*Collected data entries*
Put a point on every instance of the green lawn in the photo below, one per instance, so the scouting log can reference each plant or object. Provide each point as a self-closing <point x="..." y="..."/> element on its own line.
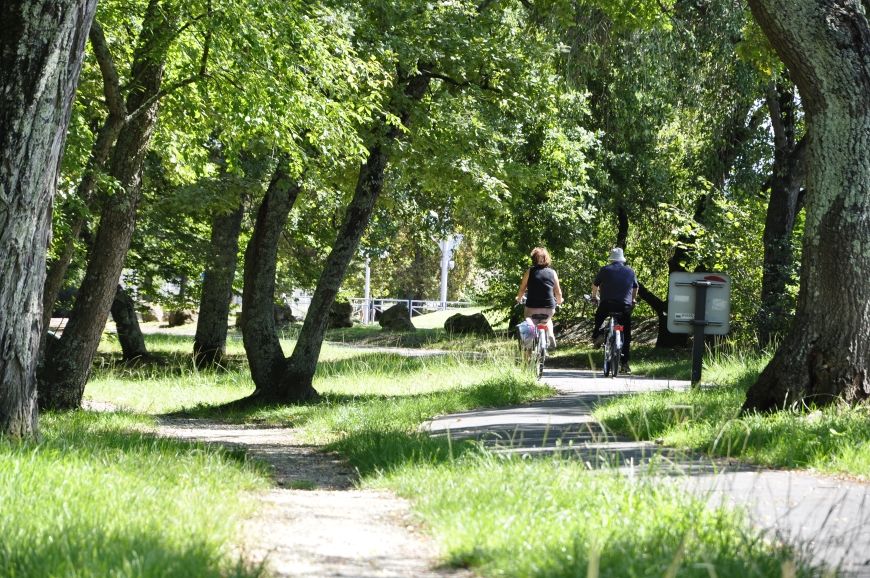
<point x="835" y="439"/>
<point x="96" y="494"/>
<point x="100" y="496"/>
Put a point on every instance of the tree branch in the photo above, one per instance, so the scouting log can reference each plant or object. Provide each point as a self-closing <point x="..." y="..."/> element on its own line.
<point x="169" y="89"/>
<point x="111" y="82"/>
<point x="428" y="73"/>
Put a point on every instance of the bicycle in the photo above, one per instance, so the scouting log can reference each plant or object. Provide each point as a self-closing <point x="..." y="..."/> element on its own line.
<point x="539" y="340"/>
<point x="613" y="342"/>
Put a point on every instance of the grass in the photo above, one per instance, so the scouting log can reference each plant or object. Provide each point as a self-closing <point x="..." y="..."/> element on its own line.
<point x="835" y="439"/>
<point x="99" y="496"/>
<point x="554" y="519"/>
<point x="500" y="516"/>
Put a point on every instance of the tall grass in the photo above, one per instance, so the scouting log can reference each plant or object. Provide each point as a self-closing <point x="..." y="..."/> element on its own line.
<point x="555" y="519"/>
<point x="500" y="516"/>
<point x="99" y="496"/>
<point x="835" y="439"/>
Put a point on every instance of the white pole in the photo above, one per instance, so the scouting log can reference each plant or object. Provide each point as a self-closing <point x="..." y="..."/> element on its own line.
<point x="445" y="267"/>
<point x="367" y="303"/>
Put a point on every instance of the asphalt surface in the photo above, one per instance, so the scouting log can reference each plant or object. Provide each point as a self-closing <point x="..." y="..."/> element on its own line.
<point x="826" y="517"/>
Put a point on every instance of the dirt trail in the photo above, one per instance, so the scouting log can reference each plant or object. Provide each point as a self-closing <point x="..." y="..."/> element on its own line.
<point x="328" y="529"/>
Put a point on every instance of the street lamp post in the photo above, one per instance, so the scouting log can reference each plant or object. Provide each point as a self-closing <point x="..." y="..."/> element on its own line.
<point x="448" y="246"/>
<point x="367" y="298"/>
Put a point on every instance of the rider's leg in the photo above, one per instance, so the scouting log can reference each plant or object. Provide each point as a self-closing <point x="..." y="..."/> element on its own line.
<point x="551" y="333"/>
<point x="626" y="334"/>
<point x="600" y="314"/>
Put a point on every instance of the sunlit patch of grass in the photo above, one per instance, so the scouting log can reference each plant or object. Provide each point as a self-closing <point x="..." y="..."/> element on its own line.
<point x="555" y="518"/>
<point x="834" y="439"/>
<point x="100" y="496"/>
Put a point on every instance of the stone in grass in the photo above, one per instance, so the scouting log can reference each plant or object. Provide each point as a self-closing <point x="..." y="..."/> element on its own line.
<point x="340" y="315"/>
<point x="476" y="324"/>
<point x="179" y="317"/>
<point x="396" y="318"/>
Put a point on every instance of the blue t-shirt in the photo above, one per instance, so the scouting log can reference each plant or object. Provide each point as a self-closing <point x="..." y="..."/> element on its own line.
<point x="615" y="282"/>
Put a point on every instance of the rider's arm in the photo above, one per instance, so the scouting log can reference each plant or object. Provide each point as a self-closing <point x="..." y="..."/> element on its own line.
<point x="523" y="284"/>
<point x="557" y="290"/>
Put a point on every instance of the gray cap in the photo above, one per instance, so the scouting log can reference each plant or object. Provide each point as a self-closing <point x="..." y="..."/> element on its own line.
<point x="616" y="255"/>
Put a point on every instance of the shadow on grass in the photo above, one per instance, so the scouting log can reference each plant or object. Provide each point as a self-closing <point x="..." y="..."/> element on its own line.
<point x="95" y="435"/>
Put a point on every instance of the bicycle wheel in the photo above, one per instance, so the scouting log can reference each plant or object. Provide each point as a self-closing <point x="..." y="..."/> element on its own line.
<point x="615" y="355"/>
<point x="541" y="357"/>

*What to produce*
Make an exact copy of the data above, pictures excluded.

*Problem solution*
Put a point on every instance of the green lawn in the photo below, one per instance, so the scouting log can reference each plant or object. Provide each point as a self-closing <point x="..." y="..."/> element on its own line.
<point x="835" y="439"/>
<point x="96" y="494"/>
<point x="100" y="496"/>
Put a point on every instance of the tree branch in the photo above, one per instance, so the scouting log can reference each plant or object. Provide each point as a self-closing <point x="..." y="..."/> element on its own line.
<point x="169" y="89"/>
<point x="111" y="82"/>
<point x="428" y="73"/>
Put a point on every instance of the bicycle in the photo above, one per instance, so the scouting log can reference each plant or object. Provide each point as a self-closing <point x="..." y="..."/> element on its own line.
<point x="539" y="340"/>
<point x="613" y="342"/>
Put a point on every instance of the grass in the photo above, one per instance, so the scouting log can reference each plant or object. Provide each point as a self-closing <point x="..." y="..."/> element on its own line.
<point x="835" y="439"/>
<point x="99" y="496"/>
<point x="554" y="519"/>
<point x="500" y="516"/>
Put a point on every instance of the tall grass in the photo above, one per instance, so the scouting log can reference each plant or object. Provide each point as a self-closing <point x="..." y="..."/> element on its own line.
<point x="555" y="519"/>
<point x="500" y="516"/>
<point x="99" y="496"/>
<point x="835" y="439"/>
Put a point on every instance of the white pole in the photo above, one per instance, so the scouting log can reference each plant or object. Provide each point as a self-closing <point x="..." y="..."/> element on its own line.
<point x="445" y="267"/>
<point x="367" y="303"/>
Put a point on every instance of the asphalt surface in the photo above, one per instance, so the scouting log can reference each plant or object. Provide each point as a self-closing <point x="..." y="..."/> element on its own line.
<point x="826" y="517"/>
Put a point on every instance of the dirt trail in the photo above, one per instance, so the scouting log can reference each plant or object. Provide each point as a self-closing <point x="..." y="..."/> element on its own line.
<point x="328" y="529"/>
Put a point on every instance of the street lamp post in the photo above, one per instance, so the scouting log can reference each plant or object. Provide each point as a self-closing <point x="..." y="..."/> element on its own line.
<point x="448" y="246"/>
<point x="367" y="298"/>
Put a point on every instance of the rider's leg in the photo above, one per instance, so the scouting log can reference each plant or object. Provide each point as a self-closing <point x="..." y="..."/> element on its own line.
<point x="551" y="333"/>
<point x="626" y="334"/>
<point x="600" y="314"/>
Put a point on every instance of the sunlit patch of grass in the photo above, one per instance, so the scouting log can reference each plant or object. Provide each point as a self-closing <point x="..." y="..."/> element on its own line.
<point x="555" y="518"/>
<point x="834" y="439"/>
<point x="100" y="496"/>
Put a point on every instance of the stone in grass in the photo above, one per instance, so the scouting log can reference each plant or object. Provide each point as a self-closing <point x="..." y="..."/> element on its own line.
<point x="340" y="315"/>
<point x="476" y="324"/>
<point x="179" y="317"/>
<point x="396" y="318"/>
Put a point on every instance of the blue t-shirt in the photo above, one per instance, so the scouting log can reference each plant or object. Provide each point as a self-closing <point x="..." y="..."/> element on its own line.
<point x="615" y="282"/>
Put a point on every instance of the rider's arm in the photo above, one per instance, so the scouting log can reference each plant or object. Provide each point as a self-closing <point x="..." y="..."/> element on its own line.
<point x="523" y="284"/>
<point x="557" y="290"/>
Put a point on every instance of the gray cap in the photo above, one per instance, so the scouting log can reference each plant or object. Provide each point as a self-closing <point x="..." y="..."/> element on its own line.
<point x="616" y="255"/>
Put a point on every instance of the shadow on grass in the photo above, one per instance, so the scouting log can reference each plant or object. Provide each point as a self-closing <point x="..." y="..."/> element on its own line.
<point x="95" y="435"/>
Put a point on every instance of the bicycle wheel in the photo above, one per instance, so the scouting log can reference each plant or object. Provide each point as a self-closing <point x="..." y="..."/> element on its own line.
<point x="615" y="355"/>
<point x="541" y="357"/>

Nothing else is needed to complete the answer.